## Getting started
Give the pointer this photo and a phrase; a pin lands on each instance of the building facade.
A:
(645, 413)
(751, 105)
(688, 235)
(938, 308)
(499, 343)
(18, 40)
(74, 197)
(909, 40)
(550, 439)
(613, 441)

......

Exercise = Please rewrite every line of the entries above, requests included, and scale each point coordinate in the answers by 1.2, rounding to the nearest whole number with halves rounded up.

Written response =
## Getting started
Give the pointer this photo and a phrase; a pin lands on each instance of the building facade.
A:
(774, 496)
(901, 126)
(826, 282)
(1126, 370)
(599, 412)
(22, 48)
(89, 236)
(1091, 48)
(660, 527)
(736, 529)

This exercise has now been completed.